=== GOAL OF THE EXERCISE ===
Return every line of the entries below word for word, leaving out the pictures.

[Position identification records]
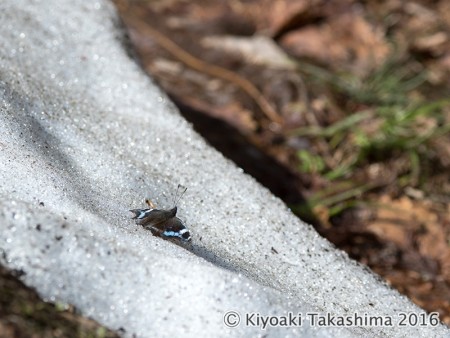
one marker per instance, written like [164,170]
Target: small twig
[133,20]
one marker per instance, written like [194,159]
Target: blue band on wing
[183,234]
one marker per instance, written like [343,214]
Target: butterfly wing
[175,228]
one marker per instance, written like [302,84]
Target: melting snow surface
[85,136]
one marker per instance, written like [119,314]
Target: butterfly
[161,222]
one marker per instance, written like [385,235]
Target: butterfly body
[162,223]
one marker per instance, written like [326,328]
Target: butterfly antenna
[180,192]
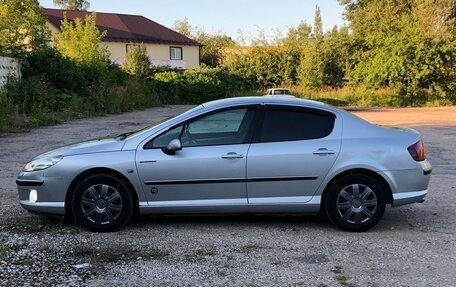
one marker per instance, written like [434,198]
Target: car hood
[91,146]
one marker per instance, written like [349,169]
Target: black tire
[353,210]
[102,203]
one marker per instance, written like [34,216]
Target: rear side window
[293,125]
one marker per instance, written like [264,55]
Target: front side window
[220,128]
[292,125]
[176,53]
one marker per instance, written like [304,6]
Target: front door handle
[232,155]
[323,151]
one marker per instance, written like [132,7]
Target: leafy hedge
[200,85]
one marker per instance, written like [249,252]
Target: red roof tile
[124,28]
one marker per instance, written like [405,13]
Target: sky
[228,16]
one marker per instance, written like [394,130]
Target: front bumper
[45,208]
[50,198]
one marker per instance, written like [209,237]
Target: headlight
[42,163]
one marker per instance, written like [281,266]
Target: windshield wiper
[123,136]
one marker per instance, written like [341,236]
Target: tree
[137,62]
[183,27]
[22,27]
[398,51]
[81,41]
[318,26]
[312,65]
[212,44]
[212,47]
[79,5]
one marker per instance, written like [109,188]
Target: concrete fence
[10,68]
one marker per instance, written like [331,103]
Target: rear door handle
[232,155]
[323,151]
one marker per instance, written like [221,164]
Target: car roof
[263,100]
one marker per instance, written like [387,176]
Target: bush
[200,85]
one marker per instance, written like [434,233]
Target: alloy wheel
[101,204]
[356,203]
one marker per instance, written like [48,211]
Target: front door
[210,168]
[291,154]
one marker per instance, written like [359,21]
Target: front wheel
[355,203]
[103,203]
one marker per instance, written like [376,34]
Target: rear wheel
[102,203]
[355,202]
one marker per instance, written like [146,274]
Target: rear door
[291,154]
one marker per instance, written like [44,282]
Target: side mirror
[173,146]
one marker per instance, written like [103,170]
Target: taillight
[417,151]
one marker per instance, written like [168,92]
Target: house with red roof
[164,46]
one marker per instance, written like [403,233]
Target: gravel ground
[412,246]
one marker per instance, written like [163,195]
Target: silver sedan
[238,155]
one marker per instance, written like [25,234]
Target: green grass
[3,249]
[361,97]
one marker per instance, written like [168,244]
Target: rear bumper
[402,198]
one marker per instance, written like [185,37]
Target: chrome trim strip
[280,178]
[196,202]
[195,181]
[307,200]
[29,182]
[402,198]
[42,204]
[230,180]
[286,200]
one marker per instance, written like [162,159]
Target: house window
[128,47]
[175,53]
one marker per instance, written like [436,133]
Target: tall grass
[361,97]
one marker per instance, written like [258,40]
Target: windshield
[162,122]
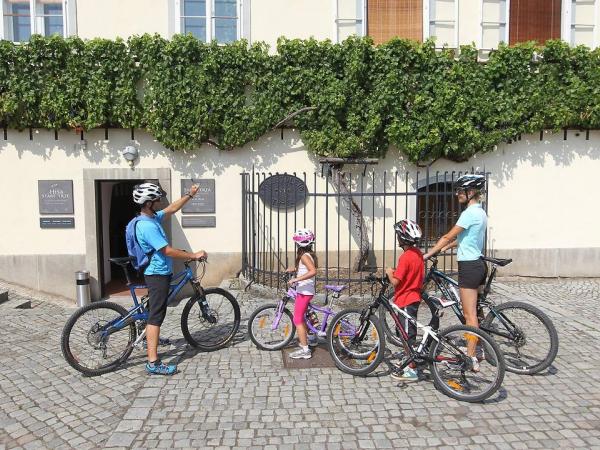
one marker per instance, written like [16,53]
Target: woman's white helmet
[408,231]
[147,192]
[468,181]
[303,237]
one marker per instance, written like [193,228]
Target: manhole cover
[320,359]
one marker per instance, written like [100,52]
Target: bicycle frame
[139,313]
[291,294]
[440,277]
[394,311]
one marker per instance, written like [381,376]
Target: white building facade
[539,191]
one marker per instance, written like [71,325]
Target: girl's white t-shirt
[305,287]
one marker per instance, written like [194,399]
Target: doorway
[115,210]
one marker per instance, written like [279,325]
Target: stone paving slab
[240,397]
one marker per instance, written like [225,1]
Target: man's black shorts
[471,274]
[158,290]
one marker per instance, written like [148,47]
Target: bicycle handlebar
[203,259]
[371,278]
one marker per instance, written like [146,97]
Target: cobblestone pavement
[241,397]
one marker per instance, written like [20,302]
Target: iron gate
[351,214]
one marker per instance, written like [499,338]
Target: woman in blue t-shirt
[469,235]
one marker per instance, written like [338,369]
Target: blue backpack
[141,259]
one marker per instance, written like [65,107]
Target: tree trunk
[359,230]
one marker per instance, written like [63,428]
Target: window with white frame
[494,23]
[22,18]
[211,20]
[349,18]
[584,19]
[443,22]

=== ANSWER TO THIS EXERCISE ===
one marker per instance, written like [164,170]
Target: small twig
[133,20]
one marker per instance, written like [194,159]
Target: blue band on wing
[183,234]
one marker per instance, written like [343,214]
Target: butterfly wing
[175,228]
one marker per instance, written like [302,84]
Target: melting snow surface
[85,136]
one marker per instance, written like [119,314]
Target: butterfly
[161,222]
one marker per instance, written like [385,235]
Target: butterfly body
[162,223]
one marker per instance, written like [326,328]
Target: butterfly antenna
[180,192]
one marker per instance, written like [434,198]
Target: car hood
[91,146]
one marker per instance, written like [349,169]
Target: black tire
[353,210]
[102,203]
one marker per instance, written like [34,216]
Target: rear side window
[293,125]
one marker per instance, written like [264,55]
Target: front side window
[220,128]
[292,125]
[176,53]
one marker per instance, written like [304,6]
Target: front door handle
[232,155]
[323,151]
one marker per instance, written like [132,7]
Target: leafy hedge
[200,85]
one marker per instance, written like [249,252]
Target: red roof tile
[124,28]
one marker per instance, written like [405,13]
Target: sky
[228,16]
one marker per instance, written like [394,130]
Target: front bumper
[45,208]
[50,198]
one marker per instance, written like [209,237]
Target: headlight
[42,163]
one marker per instance, written like [281,266]
Target: windshield wiper
[123,136]
one marker per instance, written like [341,236]
Target: tree
[137,62]
[183,27]
[22,27]
[398,51]
[81,41]
[318,26]
[312,65]
[212,44]
[212,47]
[79,5]
one marker per instance, written like [109,188]
Target: concrete fence
[10,68]
one marker per instance, written like [331,103]
Target: rear door handle
[232,155]
[323,151]
one marker per instance, written like [221,164]
Target: car roof
[263,100]
one marker per instance, written like [387,176]
Target: bush
[200,85]
one marker per instance, written like [434,233]
Target: alloy wheel
[101,204]
[356,203]
one marker per instance, written like [48,211]
Target: front door
[210,168]
[291,154]
one marker per instance, written like [359,21]
Target: front wheel
[355,203]
[103,203]
one marker per instance, written like [376,34]
Target: rear wheel
[102,203]
[355,202]
one marker per instance, written like [146,274]
Target: rear door
[291,154]
one marker per instance, written like [44,282]
Target: side mirror
[173,146]
one marker per instance, written like [103,170]
Target: taillight
[417,151]
one marker per instance, written like [168,92]
Target: house with red roof
[164,46]
one marker per instance, written like [403,233]
Target: gravel ground
[412,246]
one marker per instance, written like [163,195]
Target: silver sedan
[238,155]
one marker per instance, written like [25,234]
Target: green grass
[3,249]
[361,97]
one marker per instance, written like [168,244]
Target: rear bumper
[402,198]
one marker per instance, written like [185,37]
Target: chrome trim strip
[280,178]
[196,202]
[195,181]
[307,200]
[29,182]
[402,198]
[42,204]
[230,180]
[286,200]
one marker per instance, written like [162,159]
Target: house window
[128,47]
[175,53]
one marker per instance, written like [436,133]
Target: tall grass
[361,97]
one marker per instance, written like [258,40]
Target: windshield
[162,122]
one marker per instance, written like [16,53]
Target: woman's white helmet
[408,231]
[147,192]
[468,181]
[303,237]
one marker per instance, written like [193,228]
Target: manhole cover
[320,359]
one marker per instance, written like [100,52]
Target: bicycle frame
[139,313]
[291,294]
[440,277]
[394,311]
one marker per instance, written like [381,376]
Target: white building facade
[539,191]
one marker per instance, written like [71,325]
Target: girl's white t-shirt
[305,287]
one marker per instance, written like [194,399]
Target: doorway
[115,210]
one marker per instance, written like [279,325]
Target: stone paving slab
[240,397]
one marker per instance, written like [225,1]
Target: man's black shorts
[471,274]
[158,290]
one marker per instance, written like [148,47]
Target: bicycle handlebar
[203,259]
[371,278]
one marker per instance, written like [146,97]
Target: cobblestone pavement
[241,397]
one marker per instance, written like [20,302]
Target: iron gate
[351,214]
one marker per instance, written like [499,338]
Target: woman in blue t-shirt
[469,235]
one marker per instance, written like [338,369]
Target: blue backpack
[141,259]
one marker per instance, written like [65,107]
Target: tree trunk
[359,230]
one marker per instance, written like [63,428]
Target: window with white frame
[494,23]
[22,18]
[211,20]
[349,18]
[584,19]
[443,22]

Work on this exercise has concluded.